Copy out the records that appear below, exactly as each one reads.

[Referring expression data]
►

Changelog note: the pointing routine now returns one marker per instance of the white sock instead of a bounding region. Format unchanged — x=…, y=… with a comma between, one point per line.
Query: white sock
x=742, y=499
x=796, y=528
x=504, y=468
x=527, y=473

◄

**Answer to this task**
Changelog note: the pointing routine now returns one marker per instance of the white sock instead of a bounding region. Format unchanged — x=…, y=… with a comma between, one point per line.
Query: white sock
x=742, y=499
x=796, y=528
x=504, y=468
x=527, y=473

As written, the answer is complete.